▸ Excerpted passage
A library for the development of segmentation models.
Project description
SegLib: A library for the development of segmentation models
SegLib was developed in a partnership between researchers from the Università degli Studi di Padova (Italy) and the Universidade Estadual de Maringá (Brazil). It provides an interface designed to support the development of segmentation models such as PolyPVT (referred to here as SegPVT), CAFE-net, SAM, SAMv2, SAMUS, SAM-Med2D, and others. The library includes these models in PyTorch format, along with standard training classes, predictors (for SAM-like architectures), data loaders, data augmentation pipelines, and more.
The library is currently being used for the development of various projects, which can be found under the projects subpath. More details about these projects can be found in the following subsections.
Project Structure
This project is structured as follows:
data: A sample dataset organized in the expected input format for training and evaluating the described projects.docker: Files related to the environment used for training and testing the model, including scripts to build a Docker image or a Singularity image.projects: Scripts for the projects developed using the library.seg_lib: The library containing all shared source code used by the scripts (built using Poetry; more details can be found in thepyproject.tomlfile).tools: Standalone tools.
Projects
Under the projects/ path, you can find the source code used in our developed articles. Please refer to the README.md file in each individual project for more details on how to execute them. A brief description of each project is provided below.
improving-existing-segmentators-performance
Cloned repository of the article (with an additional notebook used for experimentation):
- Title: Improving Existing Segmentators Performance with Zero-Shot Segmentators
- Authors: Loris Nanni, Daniel Fusaro, Carlo Fantozzi and Alberto Pretto
- Journal: Entropy
- Publisher: MDPI
- Year: 2023
- DOI: https://doi.org/10.3390/e25111502
Please refer to the original repository for more details. The full citation may be found at projects/improving-existing-segmentators-performance/CITATION.bib.
sample-size-for-training-and-testing
Scripts developed for the book chapter:
- Title: Sample Size for Training and Testing: Segment Anything models and supervised approaches
- Authors: Daniela Cuza, Carlo Fantozzi, Loris Nanni, Daniel Fusaro, Gustavo Zanoni Felipe and Sheryl Brahnam
- Book Title: Advances in Intelligent Healthcare Delivery and Management
- Publisher: Springer
- Year: 2024
- DOI: https://doi.org/10.1007/978-3-031-65430-5_6
For details on how to execute the sources, please refer to the README.md located at projects/sample-size-for-training-and-testing/README.md. Also, the full citation may be found at projects/sample-size-for-training-and-testing/CITATION.bib.
Installation
To install the library, ensure that Python 3.10 is set up on your machine. We strongly recommend that the user creates a conda environment, as in:
# create the environment
conda create -n seg_lib_env python==3.10
# activate the environment
conda activate seg_lib_env
After setting up the correct Python version, the library may be installed by using pip or by building it from scratch. Both processes are described in the following subsections.

▸ Dataset rows showing where objects appear

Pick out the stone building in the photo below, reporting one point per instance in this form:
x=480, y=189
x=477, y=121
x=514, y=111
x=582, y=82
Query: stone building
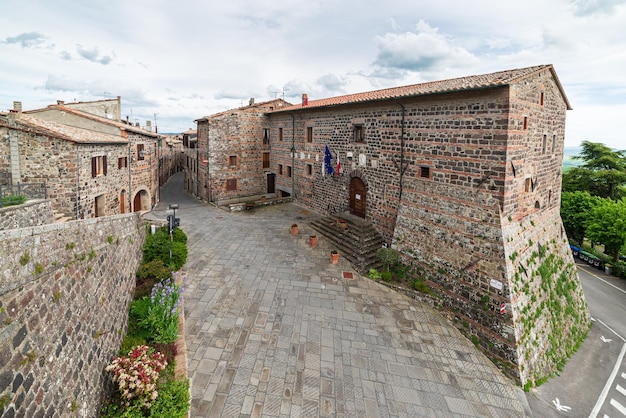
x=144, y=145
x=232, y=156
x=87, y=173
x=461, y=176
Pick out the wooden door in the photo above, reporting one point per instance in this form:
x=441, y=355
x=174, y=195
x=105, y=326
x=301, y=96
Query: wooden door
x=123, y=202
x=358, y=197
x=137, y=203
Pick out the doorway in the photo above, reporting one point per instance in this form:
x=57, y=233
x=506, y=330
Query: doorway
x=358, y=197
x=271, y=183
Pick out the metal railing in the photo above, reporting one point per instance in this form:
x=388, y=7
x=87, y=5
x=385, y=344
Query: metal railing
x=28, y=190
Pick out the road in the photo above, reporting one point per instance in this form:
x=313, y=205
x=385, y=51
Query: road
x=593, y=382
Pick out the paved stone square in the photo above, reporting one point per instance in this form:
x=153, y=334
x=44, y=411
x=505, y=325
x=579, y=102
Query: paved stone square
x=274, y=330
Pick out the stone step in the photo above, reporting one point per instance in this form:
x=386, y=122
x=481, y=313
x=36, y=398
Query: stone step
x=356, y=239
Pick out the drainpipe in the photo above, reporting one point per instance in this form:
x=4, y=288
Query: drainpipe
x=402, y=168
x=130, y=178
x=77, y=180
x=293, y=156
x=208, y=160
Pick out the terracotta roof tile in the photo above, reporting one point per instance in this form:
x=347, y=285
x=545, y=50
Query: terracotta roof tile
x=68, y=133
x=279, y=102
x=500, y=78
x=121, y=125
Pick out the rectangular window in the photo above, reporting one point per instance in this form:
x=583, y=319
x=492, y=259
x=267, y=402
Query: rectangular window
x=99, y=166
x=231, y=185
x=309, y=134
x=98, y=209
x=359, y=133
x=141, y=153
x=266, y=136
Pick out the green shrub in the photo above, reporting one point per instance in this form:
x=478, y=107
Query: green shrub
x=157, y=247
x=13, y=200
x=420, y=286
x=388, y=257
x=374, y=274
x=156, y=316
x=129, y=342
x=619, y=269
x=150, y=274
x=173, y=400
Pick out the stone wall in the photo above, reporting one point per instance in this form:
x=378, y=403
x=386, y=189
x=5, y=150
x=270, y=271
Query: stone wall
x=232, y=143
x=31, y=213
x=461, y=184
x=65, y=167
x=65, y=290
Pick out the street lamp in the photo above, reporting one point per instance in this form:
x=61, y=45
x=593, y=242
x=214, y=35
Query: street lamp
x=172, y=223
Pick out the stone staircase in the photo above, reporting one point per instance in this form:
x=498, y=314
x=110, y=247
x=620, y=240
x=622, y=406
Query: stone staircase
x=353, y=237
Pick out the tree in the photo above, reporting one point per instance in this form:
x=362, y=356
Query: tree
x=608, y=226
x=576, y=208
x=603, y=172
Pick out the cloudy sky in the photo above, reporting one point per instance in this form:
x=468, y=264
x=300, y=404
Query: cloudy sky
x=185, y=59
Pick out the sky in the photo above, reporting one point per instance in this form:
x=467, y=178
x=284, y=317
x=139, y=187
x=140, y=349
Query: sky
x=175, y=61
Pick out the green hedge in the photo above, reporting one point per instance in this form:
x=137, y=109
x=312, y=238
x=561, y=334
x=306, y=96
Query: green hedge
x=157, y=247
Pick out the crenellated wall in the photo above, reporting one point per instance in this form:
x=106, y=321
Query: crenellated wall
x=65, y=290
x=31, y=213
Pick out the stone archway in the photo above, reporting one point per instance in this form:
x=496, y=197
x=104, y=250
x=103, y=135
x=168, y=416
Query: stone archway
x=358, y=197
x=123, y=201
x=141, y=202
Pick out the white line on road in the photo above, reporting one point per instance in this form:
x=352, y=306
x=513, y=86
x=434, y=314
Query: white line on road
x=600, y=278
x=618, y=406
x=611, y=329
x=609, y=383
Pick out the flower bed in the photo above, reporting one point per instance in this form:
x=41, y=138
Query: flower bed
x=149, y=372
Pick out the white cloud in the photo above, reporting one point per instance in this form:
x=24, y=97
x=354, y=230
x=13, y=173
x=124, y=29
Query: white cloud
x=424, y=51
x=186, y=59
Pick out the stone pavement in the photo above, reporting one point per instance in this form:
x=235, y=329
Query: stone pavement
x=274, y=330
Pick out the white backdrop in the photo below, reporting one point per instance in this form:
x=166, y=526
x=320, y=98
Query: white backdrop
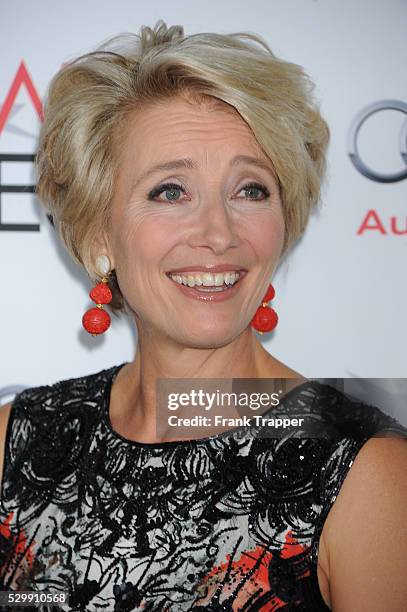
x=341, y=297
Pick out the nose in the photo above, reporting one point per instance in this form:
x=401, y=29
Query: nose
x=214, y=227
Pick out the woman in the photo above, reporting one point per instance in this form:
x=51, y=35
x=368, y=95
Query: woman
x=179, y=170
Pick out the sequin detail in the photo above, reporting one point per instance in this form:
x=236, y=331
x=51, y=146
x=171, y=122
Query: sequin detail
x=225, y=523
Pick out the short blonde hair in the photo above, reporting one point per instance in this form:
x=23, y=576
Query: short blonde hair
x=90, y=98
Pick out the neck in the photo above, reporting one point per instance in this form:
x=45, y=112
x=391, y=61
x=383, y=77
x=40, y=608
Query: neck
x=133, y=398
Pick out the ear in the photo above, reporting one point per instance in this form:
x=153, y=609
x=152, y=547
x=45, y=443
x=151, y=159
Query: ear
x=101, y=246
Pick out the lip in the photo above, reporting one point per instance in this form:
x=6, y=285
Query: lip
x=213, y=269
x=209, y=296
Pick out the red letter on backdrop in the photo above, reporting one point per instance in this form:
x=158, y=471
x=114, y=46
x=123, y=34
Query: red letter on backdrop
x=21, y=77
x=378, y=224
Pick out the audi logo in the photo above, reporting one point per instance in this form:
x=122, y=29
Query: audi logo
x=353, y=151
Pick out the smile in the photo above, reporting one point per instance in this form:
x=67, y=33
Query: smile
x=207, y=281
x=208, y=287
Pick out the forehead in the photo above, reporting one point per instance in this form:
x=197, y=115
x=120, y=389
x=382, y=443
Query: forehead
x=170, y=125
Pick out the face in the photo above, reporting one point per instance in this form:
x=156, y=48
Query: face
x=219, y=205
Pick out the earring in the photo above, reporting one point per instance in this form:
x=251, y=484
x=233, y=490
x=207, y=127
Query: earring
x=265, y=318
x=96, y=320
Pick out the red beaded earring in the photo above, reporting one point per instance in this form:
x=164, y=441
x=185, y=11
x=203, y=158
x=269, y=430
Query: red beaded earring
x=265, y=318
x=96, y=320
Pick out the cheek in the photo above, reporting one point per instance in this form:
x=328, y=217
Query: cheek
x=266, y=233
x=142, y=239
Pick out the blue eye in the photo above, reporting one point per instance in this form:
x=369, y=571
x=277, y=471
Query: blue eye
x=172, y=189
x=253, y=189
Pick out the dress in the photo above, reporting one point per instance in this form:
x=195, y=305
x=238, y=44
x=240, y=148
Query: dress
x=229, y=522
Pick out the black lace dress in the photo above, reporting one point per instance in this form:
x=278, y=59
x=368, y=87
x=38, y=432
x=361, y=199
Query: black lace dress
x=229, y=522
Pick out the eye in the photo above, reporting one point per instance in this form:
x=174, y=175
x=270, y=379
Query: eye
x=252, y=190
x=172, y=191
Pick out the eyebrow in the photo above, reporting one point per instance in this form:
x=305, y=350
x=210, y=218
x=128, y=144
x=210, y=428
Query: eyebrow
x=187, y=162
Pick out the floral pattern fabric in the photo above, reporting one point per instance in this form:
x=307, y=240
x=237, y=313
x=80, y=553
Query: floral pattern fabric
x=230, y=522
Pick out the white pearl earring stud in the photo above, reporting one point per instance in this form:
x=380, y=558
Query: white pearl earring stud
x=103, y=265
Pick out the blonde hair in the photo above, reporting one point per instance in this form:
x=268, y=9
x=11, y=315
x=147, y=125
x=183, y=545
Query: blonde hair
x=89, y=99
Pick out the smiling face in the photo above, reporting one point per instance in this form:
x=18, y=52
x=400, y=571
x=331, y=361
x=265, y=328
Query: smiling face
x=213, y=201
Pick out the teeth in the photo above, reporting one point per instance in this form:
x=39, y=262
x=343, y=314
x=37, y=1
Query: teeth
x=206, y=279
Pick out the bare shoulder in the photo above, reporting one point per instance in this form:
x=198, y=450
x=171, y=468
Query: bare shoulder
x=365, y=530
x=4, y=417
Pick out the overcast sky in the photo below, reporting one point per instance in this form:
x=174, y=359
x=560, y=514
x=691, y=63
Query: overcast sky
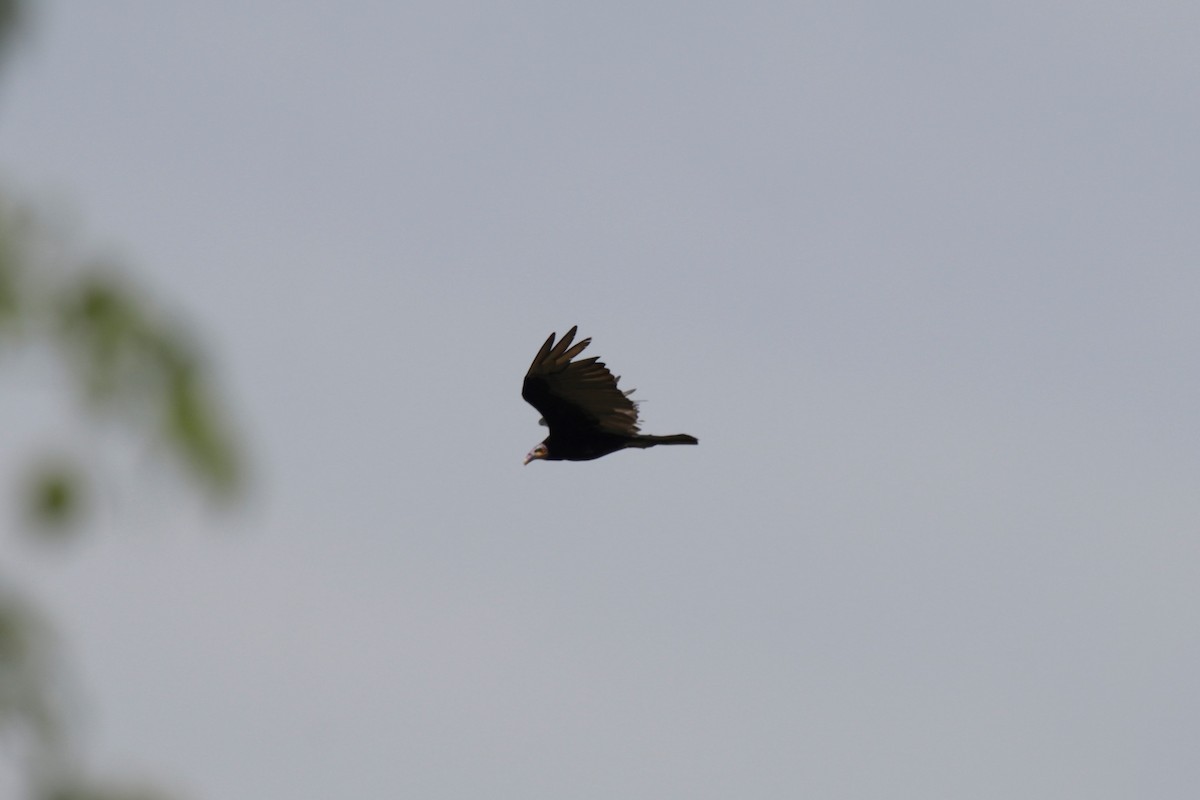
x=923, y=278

--

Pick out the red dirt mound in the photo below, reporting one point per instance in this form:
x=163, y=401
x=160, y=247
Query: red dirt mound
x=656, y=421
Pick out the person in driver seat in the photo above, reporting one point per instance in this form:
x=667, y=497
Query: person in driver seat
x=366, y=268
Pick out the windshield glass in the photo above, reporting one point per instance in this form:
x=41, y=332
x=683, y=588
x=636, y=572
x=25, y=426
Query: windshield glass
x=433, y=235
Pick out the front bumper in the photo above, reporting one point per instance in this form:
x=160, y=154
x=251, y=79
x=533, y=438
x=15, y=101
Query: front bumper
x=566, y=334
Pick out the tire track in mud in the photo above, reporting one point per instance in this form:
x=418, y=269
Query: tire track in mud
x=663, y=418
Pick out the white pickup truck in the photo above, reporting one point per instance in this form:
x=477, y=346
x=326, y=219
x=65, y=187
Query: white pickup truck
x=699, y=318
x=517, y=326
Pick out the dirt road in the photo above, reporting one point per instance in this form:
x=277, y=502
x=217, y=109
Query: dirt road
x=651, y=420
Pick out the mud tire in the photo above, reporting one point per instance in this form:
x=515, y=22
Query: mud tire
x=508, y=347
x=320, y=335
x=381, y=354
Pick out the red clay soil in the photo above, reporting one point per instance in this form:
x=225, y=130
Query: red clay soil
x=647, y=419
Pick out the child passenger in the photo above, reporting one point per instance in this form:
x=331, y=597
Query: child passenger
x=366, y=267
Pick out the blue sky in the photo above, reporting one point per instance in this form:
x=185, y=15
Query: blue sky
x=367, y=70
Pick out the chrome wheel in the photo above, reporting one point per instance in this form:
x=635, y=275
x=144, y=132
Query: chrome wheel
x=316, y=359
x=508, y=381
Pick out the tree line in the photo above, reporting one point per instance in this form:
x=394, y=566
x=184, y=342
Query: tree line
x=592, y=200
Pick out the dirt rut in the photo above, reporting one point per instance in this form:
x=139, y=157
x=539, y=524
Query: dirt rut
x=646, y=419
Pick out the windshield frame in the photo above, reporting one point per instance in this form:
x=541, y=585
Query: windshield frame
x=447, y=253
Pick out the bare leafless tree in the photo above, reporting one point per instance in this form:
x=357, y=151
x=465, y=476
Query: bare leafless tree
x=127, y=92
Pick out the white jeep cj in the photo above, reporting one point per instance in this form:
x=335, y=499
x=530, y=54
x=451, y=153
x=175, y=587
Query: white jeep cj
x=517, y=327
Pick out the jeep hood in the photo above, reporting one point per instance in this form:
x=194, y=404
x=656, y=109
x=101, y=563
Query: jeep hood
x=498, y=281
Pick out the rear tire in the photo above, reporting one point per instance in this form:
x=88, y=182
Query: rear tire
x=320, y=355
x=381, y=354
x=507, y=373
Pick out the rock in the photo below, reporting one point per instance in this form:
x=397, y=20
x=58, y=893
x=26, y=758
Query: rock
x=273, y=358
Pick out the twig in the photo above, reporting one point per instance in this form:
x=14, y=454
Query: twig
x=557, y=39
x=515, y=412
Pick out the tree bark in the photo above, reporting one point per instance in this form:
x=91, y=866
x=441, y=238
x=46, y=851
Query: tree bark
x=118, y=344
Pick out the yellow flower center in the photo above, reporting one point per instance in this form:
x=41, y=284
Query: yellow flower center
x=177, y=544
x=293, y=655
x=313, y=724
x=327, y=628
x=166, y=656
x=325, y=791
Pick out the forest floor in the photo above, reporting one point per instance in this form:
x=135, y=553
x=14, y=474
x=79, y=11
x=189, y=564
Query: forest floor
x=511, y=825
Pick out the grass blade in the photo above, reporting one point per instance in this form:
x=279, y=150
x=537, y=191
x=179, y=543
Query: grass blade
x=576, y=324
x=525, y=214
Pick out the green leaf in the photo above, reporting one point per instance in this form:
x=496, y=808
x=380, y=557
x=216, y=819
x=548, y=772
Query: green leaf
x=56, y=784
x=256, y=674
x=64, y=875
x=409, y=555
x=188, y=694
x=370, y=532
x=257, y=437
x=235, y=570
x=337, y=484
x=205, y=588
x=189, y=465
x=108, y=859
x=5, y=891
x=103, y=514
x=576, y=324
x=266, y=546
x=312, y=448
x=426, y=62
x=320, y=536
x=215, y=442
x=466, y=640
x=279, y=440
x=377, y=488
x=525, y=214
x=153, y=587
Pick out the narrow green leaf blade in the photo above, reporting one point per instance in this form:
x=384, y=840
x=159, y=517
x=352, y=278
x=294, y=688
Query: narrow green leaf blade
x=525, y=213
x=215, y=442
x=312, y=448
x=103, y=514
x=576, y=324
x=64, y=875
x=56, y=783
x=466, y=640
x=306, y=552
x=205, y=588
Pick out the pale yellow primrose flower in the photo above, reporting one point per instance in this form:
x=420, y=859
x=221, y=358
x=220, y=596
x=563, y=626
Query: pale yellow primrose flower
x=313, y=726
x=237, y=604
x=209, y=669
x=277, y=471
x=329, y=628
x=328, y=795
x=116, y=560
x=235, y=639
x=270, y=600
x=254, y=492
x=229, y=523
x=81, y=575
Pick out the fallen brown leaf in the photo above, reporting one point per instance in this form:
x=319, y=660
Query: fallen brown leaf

...

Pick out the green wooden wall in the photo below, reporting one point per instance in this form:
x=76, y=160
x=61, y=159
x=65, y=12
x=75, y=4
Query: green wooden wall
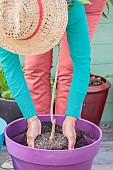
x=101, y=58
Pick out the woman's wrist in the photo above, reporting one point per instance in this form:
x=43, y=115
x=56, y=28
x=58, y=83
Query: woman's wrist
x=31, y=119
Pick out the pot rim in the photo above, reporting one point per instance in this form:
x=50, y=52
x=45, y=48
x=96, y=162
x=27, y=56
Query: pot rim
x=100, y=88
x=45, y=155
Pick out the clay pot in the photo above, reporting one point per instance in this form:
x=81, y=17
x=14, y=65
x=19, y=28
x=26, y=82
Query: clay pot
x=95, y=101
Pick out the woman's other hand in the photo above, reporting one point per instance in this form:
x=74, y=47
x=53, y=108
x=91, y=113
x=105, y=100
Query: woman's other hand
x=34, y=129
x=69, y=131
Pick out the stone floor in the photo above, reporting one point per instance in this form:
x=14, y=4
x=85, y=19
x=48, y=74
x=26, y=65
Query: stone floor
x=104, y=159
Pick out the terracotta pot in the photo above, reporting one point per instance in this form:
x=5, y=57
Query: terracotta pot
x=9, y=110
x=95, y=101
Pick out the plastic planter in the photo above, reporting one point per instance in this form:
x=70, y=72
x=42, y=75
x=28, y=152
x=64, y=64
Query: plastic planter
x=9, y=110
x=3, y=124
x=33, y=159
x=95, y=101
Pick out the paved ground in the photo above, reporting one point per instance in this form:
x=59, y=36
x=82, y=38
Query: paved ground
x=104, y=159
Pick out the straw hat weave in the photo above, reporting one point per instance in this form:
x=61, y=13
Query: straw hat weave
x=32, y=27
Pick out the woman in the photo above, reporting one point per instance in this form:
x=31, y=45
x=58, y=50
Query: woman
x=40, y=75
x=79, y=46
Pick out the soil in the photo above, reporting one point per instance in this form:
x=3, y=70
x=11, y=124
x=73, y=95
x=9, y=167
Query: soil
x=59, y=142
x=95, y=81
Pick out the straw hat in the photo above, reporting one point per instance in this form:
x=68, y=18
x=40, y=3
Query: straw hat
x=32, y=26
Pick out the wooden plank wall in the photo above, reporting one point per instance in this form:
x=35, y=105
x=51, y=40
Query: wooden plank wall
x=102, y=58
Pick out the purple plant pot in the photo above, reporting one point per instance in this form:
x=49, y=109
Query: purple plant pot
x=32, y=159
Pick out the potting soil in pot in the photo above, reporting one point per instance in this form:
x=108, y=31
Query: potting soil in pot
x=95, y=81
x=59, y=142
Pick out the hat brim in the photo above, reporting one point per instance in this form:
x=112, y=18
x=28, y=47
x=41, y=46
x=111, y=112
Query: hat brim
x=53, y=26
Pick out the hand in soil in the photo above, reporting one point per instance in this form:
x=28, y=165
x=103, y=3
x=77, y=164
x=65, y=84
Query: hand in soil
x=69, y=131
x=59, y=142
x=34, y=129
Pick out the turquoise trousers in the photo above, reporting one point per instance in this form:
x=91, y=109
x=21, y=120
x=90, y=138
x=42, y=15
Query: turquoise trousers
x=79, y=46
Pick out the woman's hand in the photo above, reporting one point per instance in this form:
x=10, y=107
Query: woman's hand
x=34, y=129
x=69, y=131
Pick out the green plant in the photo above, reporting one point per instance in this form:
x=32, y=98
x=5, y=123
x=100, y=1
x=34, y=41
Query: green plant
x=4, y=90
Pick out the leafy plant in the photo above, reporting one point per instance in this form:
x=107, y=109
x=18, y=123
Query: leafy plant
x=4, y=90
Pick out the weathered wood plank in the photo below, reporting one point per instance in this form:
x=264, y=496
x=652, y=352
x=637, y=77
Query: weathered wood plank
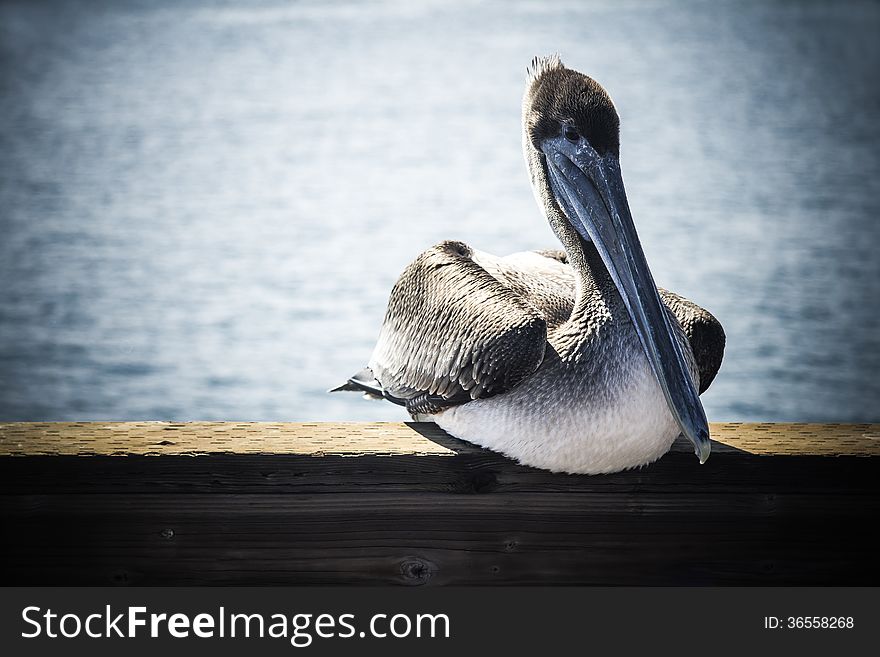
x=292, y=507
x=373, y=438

▸ Your tasks
1 – Set down the part of the SegLib description starting with "A library for the development of segmentation models." and going on through "pipelines, and more.", word for word.
2 – According to the SegLib description, which version of Python must be set up before installing the library?
3 – Rewrite the paragraph of the SegLib description that begins "SegLib was developed in a partnership" as a short bulleted list that keeps its main facts.
The items are separate material and have no connection to the SegLib description.

▸ Solutions for each task
1 –
A library for the development of segmentation models.
Project description
SegLib: A library for the development of segmentation models
SegLib was developed in a partnership between researchers from the Università degli Studi di Padova (Italy) and the Universidade Estadual de Maringá (Brazil). It provides an interface designed to support the development of segmentation models such as PolyPVT (referred to here as SegPVT), CAFE-net, SAM, SAMv2, SAMUS, SAM-Med2D, and others. The library includes these models in PyTorch format, along with standard training classes, predictors (for SAM-like architectures), data loaders, data augmentation pipelines, and more.

2 – Python 3.10.

3 –
- Developed jointly by researchers from the Università degli Studi di Padova (Italy) and the Universidade Estadual de Maringá (Brazil).
- Offers an interface for developing segmentation models such as PolyPVT (called SegPVT here), CAFE-net, SAM, SAMv2, SAMUS, and SAM-Med2D.
- Includes these models in PyTorch format, along with standard training classes, predictors for SAM-like architectures, data loaders, and data augmentation pipelines.